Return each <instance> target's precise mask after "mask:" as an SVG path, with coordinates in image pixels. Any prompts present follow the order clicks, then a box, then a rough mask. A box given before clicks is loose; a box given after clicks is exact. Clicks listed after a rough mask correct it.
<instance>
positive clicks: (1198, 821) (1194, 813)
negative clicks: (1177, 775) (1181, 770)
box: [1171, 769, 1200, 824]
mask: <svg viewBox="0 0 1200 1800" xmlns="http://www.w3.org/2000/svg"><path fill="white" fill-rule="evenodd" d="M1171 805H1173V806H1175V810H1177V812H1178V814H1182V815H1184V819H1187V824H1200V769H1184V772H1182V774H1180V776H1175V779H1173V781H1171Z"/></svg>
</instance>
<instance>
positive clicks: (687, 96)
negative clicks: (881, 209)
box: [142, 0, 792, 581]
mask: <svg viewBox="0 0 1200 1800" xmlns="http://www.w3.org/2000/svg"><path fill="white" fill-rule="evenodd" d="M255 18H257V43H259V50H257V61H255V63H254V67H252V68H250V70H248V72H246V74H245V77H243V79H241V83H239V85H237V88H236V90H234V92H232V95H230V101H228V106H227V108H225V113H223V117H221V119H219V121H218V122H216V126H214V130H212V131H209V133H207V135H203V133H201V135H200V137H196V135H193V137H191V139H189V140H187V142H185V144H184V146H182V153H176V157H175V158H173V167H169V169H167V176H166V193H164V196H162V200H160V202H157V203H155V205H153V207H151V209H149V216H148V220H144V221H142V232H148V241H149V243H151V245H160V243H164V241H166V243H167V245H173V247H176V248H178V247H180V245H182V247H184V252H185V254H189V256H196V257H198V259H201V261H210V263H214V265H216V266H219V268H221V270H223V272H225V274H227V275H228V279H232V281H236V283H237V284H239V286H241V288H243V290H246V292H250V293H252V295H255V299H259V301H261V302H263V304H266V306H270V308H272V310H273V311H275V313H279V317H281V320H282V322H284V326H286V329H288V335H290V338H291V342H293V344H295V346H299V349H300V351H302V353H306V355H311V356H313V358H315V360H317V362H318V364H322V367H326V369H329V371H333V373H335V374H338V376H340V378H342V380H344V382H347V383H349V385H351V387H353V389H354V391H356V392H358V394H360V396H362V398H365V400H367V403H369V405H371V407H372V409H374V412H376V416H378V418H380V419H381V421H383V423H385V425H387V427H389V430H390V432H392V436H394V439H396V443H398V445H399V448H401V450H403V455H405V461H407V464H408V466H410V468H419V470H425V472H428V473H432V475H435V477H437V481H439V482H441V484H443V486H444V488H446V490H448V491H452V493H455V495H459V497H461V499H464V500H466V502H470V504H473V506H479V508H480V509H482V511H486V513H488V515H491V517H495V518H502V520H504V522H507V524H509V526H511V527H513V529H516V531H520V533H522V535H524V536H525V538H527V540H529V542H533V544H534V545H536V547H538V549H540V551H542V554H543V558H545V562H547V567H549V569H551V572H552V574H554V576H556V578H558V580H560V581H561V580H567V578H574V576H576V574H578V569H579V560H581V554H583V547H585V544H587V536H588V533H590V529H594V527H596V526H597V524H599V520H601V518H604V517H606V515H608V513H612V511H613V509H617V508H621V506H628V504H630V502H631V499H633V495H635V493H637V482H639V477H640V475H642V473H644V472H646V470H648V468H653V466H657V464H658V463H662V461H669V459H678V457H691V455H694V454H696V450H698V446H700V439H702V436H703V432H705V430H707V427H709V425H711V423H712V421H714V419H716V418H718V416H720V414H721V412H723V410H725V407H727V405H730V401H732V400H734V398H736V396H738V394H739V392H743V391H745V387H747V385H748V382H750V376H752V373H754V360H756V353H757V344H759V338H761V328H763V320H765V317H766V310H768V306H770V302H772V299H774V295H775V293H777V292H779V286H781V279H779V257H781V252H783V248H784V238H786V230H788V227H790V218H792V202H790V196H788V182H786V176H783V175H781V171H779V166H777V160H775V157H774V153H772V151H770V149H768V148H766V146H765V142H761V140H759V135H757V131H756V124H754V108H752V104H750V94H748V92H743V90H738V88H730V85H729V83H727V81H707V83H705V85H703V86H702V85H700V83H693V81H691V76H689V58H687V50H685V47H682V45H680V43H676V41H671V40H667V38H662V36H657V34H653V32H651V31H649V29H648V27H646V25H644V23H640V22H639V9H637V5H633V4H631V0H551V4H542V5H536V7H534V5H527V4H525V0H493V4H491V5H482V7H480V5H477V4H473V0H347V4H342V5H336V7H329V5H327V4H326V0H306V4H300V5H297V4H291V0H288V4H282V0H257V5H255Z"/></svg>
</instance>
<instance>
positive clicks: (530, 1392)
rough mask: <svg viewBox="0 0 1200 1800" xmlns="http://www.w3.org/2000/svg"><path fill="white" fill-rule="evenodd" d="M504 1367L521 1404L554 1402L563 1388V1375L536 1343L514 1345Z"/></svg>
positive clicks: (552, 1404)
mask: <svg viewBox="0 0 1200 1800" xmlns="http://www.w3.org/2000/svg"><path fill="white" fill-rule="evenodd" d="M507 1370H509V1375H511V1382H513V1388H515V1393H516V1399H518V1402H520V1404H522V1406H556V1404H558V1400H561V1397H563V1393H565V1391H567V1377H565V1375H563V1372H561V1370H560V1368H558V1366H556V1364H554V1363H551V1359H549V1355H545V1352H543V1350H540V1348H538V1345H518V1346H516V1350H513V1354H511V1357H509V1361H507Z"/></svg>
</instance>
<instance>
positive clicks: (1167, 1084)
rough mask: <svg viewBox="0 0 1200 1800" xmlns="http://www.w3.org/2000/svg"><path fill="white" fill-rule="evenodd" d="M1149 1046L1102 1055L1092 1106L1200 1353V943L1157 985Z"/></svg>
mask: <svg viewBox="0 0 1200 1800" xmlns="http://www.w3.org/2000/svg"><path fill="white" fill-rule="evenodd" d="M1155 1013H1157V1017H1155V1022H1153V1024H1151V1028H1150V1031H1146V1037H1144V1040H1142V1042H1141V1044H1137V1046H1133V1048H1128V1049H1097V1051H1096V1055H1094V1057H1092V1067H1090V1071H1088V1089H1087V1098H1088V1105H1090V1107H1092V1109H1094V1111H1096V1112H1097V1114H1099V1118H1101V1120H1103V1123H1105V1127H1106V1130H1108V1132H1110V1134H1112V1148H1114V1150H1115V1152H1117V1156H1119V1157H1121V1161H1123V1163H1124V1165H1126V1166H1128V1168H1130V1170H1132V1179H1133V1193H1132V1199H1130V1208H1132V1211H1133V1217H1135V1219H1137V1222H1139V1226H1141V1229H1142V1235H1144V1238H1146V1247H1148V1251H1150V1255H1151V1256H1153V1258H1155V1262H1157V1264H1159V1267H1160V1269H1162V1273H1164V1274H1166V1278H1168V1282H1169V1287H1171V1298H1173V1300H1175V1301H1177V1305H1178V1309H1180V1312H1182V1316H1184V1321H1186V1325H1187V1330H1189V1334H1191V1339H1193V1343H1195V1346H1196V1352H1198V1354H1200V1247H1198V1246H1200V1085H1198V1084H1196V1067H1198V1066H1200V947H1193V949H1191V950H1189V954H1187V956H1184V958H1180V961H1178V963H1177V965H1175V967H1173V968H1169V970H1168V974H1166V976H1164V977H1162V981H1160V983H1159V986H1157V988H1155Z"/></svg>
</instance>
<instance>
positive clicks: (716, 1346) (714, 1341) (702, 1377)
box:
--------
**Exercise**:
Retype every entry exactly.

**Result for this task**:
Return each <instance> target's precise mask after "mask:" as an SVG path, with coordinates in image pixels. Any prompts present follow the order clicks, then a box, then a rough mask. A box given before clicks is loose; a box given after clicks is exact. Clicks listed after a rough mask correct it.
<instance>
positive clicks: (1198, 821) (1194, 813)
negative clicks: (1177, 775) (1181, 770)
box: [1171, 769, 1200, 824]
mask: <svg viewBox="0 0 1200 1800" xmlns="http://www.w3.org/2000/svg"><path fill="white" fill-rule="evenodd" d="M1171 805H1173V806H1175V810H1177V812H1178V814H1182V815H1184V819H1187V824H1200V769H1184V772H1182V774H1180V776H1175V779H1173V781H1171Z"/></svg>
</instance>
<instance>
positive clicks: (687, 96)
negative clicks: (881, 209)
box: [142, 0, 792, 581]
mask: <svg viewBox="0 0 1200 1800" xmlns="http://www.w3.org/2000/svg"><path fill="white" fill-rule="evenodd" d="M255 18H257V43H259V50H257V61H255V63H254V67H252V68H250V70H248V72H246V74H245V77H243V79H241V83H239V85H237V88H236V90H234V92H232V95H230V101H228V106H227V108H225V113H223V117H221V119H219V121H218V122H216V126H214V130H212V131H209V133H207V135H203V133H201V135H200V137H196V135H193V137H191V139H189V140H187V142H185V144H184V146H182V153H176V157H175V158H173V167H169V169H167V176H166V193H164V196H162V200H160V202H157V203H155V205H153V207H151V209H149V216H148V220H144V221H142V232H148V241H149V243H151V245H160V243H164V241H166V243H167V245H173V247H176V248H178V247H180V245H182V247H184V252H185V254H189V256H196V257H198V259H201V261H210V263H214V265H216V266H219V268H221V270H223V272H225V274H227V275H228V279H232V281H236V283H237V284H239V286H241V288H243V290H246V292H250V293H252V295H255V299H259V301H261V302H263V304H266V306H270V308H272V310H273V311H275V313H279V317H281V320H282V322H284V326H286V329H288V335H290V338H291V342H293V344H295V346H299V349H300V351H302V353H306V355H311V356H313V358H315V360H317V362H318V364H322V367H326V369H329V371H333V373H335V374H338V376H340V378H342V380H344V382H347V383H349V385H351V387H353V389H354V391H356V392H358V394H360V396H362V398H365V400H367V403H369V405H371V407H372V409H374V412H376V416H378V418H380V419H381V421H383V423H385V425H387V427H389V430H390V432H392V436H394V439H396V443H398V445H399V448H401V450H403V455H405V461H407V464H408V466H410V468H419V470H425V472H428V473H432V475H435V477H437V481H439V482H441V484H443V486H444V488H446V490H448V491H452V493H455V495H459V497H461V499H464V500H466V502H470V504H473V506H479V508H480V509H482V511H486V513H488V515H491V517H495V518H502V520H504V522H507V524H509V526H511V527H513V529H516V531H520V533H522V535H524V536H525V538H527V540H529V542H533V544H534V545H536V547H538V549H540V551H542V554H543V558H545V562H547V567H549V569H551V572H552V574H554V576H556V578H558V580H560V581H561V580H567V578H574V576H576V574H578V569H579V560H581V554H583V547H585V544H587V536H588V533H590V529H594V527H596V526H597V524H599V520H601V518H604V517H606V515H608V513H612V511H613V509H617V508H621V506H628V504H630V502H631V499H633V495H635V493H637V482H639V477H640V475H642V473H644V472H646V470H648V468H653V466H657V464H658V463H662V461H669V459H678V457H691V455H694V454H696V450H698V446H700V439H702V436H703V432H705V430H707V427H709V425H711V423H712V421H714V419H716V418H718V416H720V414H721V412H723V410H725V407H727V405H730V401H732V400H734V398H736V396H738V394H739V392H743V391H745V387H747V385H748V382H750V376H752V373H754V360H756V353H757V344H759V338H761V328H763V320H765V317H766V310H768V306H770V302H772V299H774V295H775V293H777V292H779V286H781V279H779V257H781V252H783V248H784V238H786V230H788V227H790V218H792V202H790V196H788V182H786V176H783V175H781V171H779V166H777V160H775V157H774V153H772V151H770V149H768V148H766V146H765V142H761V140H759V135H757V131H756V124H754V108H752V104H750V94H748V92H743V90H738V88H730V85H729V83H727V81H707V83H705V85H703V86H702V85H700V83H693V81H691V76H689V58H687V50H685V47H682V45H680V43H676V41H671V40H667V38H662V36H657V34H653V32H651V31H649V29H648V27H646V25H644V23H640V22H639V9H637V5H633V4H631V0H551V4H542V5H536V7H534V5H527V4H525V0H493V4H491V5H482V7H480V5H477V4H473V0H347V4H342V5H336V7H329V5H327V4H326V0H306V4H300V5H297V4H291V0H288V4H282V0H257V5H255Z"/></svg>
</instance>
<instance>
positive clicks: (530, 1392)
rough mask: <svg viewBox="0 0 1200 1800" xmlns="http://www.w3.org/2000/svg"><path fill="white" fill-rule="evenodd" d="M504 1367L521 1404L554 1402L563 1388V1375L536 1343L514 1345Z"/></svg>
positive clicks: (552, 1404)
mask: <svg viewBox="0 0 1200 1800" xmlns="http://www.w3.org/2000/svg"><path fill="white" fill-rule="evenodd" d="M507 1370H509V1375H511V1382H513V1388H515V1393H516V1399H518V1402H520V1404H522V1406H556V1404H558V1400H561V1397H563V1393H565V1391H567V1377H565V1375H563V1372H561V1370H560V1368H558V1366H556V1364H554V1363H551V1359H549V1355H545V1352H543V1350H540V1348H538V1345H518V1346H516V1350H513V1354H511V1357H509V1361H507Z"/></svg>
</instance>
<instance>
positive clicks: (1167, 1084)
rough mask: <svg viewBox="0 0 1200 1800" xmlns="http://www.w3.org/2000/svg"><path fill="white" fill-rule="evenodd" d="M1149 1046L1102 1055L1092 1106L1200 1353V943L1157 985Z"/></svg>
mask: <svg viewBox="0 0 1200 1800" xmlns="http://www.w3.org/2000/svg"><path fill="white" fill-rule="evenodd" d="M1155 1013H1157V1017H1155V1022H1153V1024H1151V1028H1150V1031H1146V1037H1144V1040H1142V1042H1141V1044H1137V1046H1133V1048H1128V1049H1097V1051H1096V1055H1094V1057H1092V1067H1090V1071H1088V1089H1087V1098H1088V1105H1090V1107H1092V1109H1094V1111H1096V1112H1097V1114H1099V1118H1101V1120H1103V1123H1105V1127H1106V1130H1108V1132H1110V1134H1112V1148H1114V1150H1115V1152H1117V1156H1119V1157H1121V1161H1123V1163H1124V1165H1126V1166H1128V1168H1130V1170H1132V1179H1133V1193H1132V1199H1130V1208H1132V1211H1133V1217H1135V1219H1137V1222H1139V1226H1141V1229H1142V1235H1144V1238H1146V1247H1148V1251H1150V1255H1151V1256H1153V1258H1155V1262H1157V1264H1159V1267H1160V1269H1162V1273H1164V1274H1166V1278H1168V1282H1169V1287H1171V1298H1173V1300H1175V1301H1177V1305H1178V1309H1180V1312H1182V1316H1184V1321H1186V1325H1187V1330H1189V1334H1191V1339H1193V1343H1195V1346H1196V1352H1198V1354H1200V1247H1198V1246H1200V1085H1198V1084H1196V1067H1198V1066H1200V947H1193V949H1191V950H1189V954H1187V956H1184V958H1180V961H1178V963H1177V965H1175V967H1173V968H1169V970H1168V974H1166V976H1164V977H1162V981H1160V983H1159V986H1157V988H1155Z"/></svg>
</instance>
<instance>
positive clicks: (716, 1346) (714, 1341) (702, 1377)
box:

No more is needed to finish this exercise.